» Problem requirements
Write out the full set of records exactly. Any pictures in them do not belong in the copy.
++++++
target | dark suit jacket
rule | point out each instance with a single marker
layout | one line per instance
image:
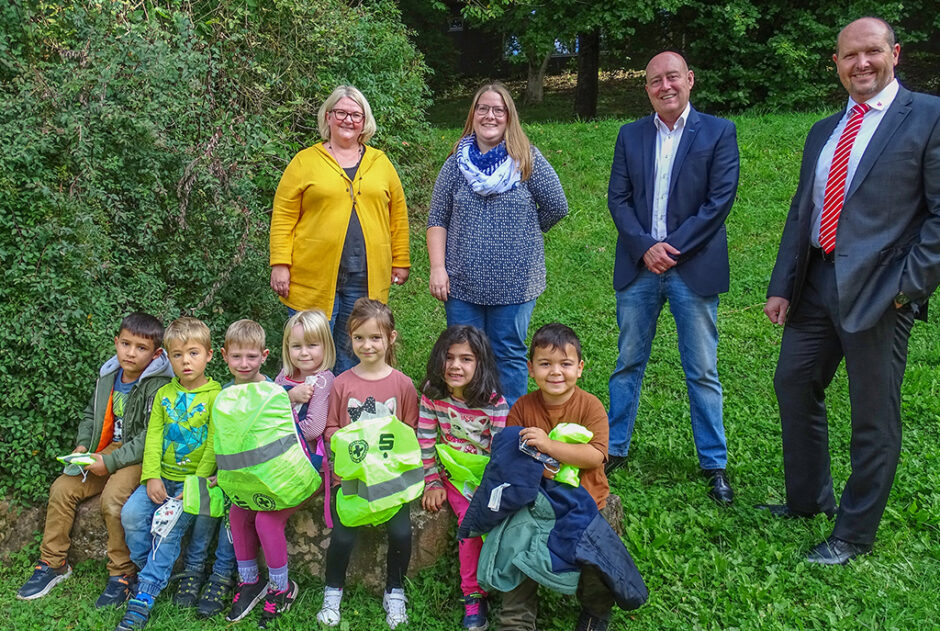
(888, 236)
(701, 190)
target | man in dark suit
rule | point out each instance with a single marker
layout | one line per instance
(672, 183)
(859, 257)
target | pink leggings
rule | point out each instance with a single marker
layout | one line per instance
(250, 528)
(468, 550)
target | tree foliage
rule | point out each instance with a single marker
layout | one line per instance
(142, 145)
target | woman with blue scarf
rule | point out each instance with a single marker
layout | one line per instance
(493, 199)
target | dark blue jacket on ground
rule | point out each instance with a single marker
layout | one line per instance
(580, 536)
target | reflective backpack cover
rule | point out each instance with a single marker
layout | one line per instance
(262, 465)
(465, 469)
(379, 461)
(573, 434)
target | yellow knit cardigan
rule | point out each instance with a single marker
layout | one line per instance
(312, 207)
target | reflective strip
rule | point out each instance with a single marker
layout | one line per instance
(204, 502)
(384, 489)
(256, 456)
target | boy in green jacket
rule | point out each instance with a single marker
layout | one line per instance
(179, 443)
(113, 428)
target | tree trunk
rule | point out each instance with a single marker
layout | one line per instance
(534, 86)
(589, 61)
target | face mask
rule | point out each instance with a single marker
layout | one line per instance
(75, 464)
(164, 519)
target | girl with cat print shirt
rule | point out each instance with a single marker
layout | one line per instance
(370, 386)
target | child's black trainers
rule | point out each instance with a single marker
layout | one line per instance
(117, 591)
(276, 603)
(44, 578)
(187, 594)
(135, 616)
(246, 597)
(215, 596)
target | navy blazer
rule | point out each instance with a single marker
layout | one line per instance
(888, 236)
(701, 191)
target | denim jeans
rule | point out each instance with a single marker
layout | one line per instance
(638, 308)
(156, 564)
(197, 552)
(506, 326)
(350, 287)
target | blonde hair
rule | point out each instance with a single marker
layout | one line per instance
(316, 329)
(365, 309)
(246, 334)
(517, 143)
(348, 91)
(185, 329)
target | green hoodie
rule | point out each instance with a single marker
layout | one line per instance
(179, 436)
(136, 412)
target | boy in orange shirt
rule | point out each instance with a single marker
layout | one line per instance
(555, 364)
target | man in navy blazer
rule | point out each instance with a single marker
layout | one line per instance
(672, 184)
(857, 296)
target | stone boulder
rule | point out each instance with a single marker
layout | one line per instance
(433, 535)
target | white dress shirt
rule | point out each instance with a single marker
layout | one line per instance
(667, 142)
(879, 105)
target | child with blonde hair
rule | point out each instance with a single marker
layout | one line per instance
(308, 356)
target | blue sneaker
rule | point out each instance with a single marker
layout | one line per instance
(475, 610)
(44, 578)
(136, 615)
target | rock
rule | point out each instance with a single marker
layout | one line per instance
(433, 535)
(18, 526)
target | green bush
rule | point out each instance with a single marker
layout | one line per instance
(142, 145)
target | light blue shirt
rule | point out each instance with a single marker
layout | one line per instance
(879, 105)
(667, 143)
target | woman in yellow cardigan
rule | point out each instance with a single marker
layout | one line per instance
(339, 229)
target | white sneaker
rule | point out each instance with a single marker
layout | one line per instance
(394, 605)
(329, 613)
++++++
» Written reply
target | dark suit jacket
rule | point out each instance with a single marker
layout | one line per instance
image:
(888, 236)
(701, 190)
target | man in dark suit
rule | point out each instance with a single marker
layout | one line per instance
(672, 183)
(859, 257)
target | pink leggings
rule | point out each instance with a single marker
layout | one line per instance
(250, 528)
(468, 550)
target | tree foliage
rule | point out each instance with a single marker
layout | one line per instance
(142, 145)
target | woman with blue scarf
rule | point out each instance with a single marker
layout | one line per instance
(493, 199)
target | dark blue jacket on ground
rule | point out each instance with a single marker
layout | one line per instance
(580, 536)
target | reflective backpack cover
rule | point out each instance with a single marker
layout | one line per instance
(262, 465)
(465, 469)
(379, 461)
(573, 434)
target | yellow knit cardigan
rule | point out each instance with a single marker
layout | one line per instance
(312, 207)
target | reflective strip
rule | point out each instance with a single marker
layout | one line per instance
(204, 502)
(384, 489)
(256, 456)
target | boy in green jacket
rule | point out each instance with a single marker
layout | one line per instance
(179, 443)
(113, 428)
target | tree trunk
rule | point out each instance with a single marker
layout | one line per instance
(534, 86)
(589, 61)
target | face mask
rule | point out each instance with a single marker
layout | one line per instance
(75, 464)
(164, 519)
target | girl with cat print shirt
rule | point out each instance with a single marker
layout | one line per instance
(370, 386)
target | child's black trainers
rule | point out each instance with a single marker
layout | one line per instance
(117, 591)
(276, 603)
(44, 578)
(187, 594)
(135, 616)
(246, 597)
(215, 596)
target | navy blazer
rule | point out each instance with a single marker
layout | one line per instance
(888, 236)
(701, 191)
target | denim jeans
rule | point out each instance with a single marker
layout | one line per instance
(638, 308)
(156, 564)
(197, 552)
(506, 326)
(350, 287)
target | blonde hair
rule | point out each instance with a single marker
layout | one line per instance
(316, 329)
(365, 309)
(246, 334)
(517, 143)
(348, 91)
(185, 329)
target | green hoodie
rule | point out each instance with a single marker
layout | one line per instance
(179, 436)
(136, 412)
target | boy in orange shirt
rule | point out each instance with a single marker
layout | one line per instance
(555, 364)
target | man in navy blazer
rule | point out each instance with a single marker
layout | one line per instance
(672, 184)
(857, 296)
target | stone boulder
rule | point out each instance with a single marker
layout | one line per instance
(433, 535)
target | white dress shirt
rule | point out each instance with a single marker
layout | one line per instance
(667, 142)
(879, 105)
target | child with blonde hair
rule | point out each instance with a single marker
layout | one line per instance
(308, 356)
target | blue sneaker
rule | point out each instance with a single marker
layout | one line per instance
(475, 610)
(44, 578)
(136, 615)
target | rock
rule | point out each instance with a single marker
layout | one line per instance
(433, 535)
(18, 526)
target | green bush
rule | point out each instance with a single marker
layout | one line per instance
(142, 145)
target | light blue shirt
rule | point out each instance with a single marker
layout | one line per instance
(879, 105)
(667, 143)
target | woman in yellow cardigan
rule | point out each instance with a single marker
layout | one line per instance
(339, 229)
target | white sneaker
rule | point out each instance with a single marker
layout | one line per instance
(394, 605)
(329, 613)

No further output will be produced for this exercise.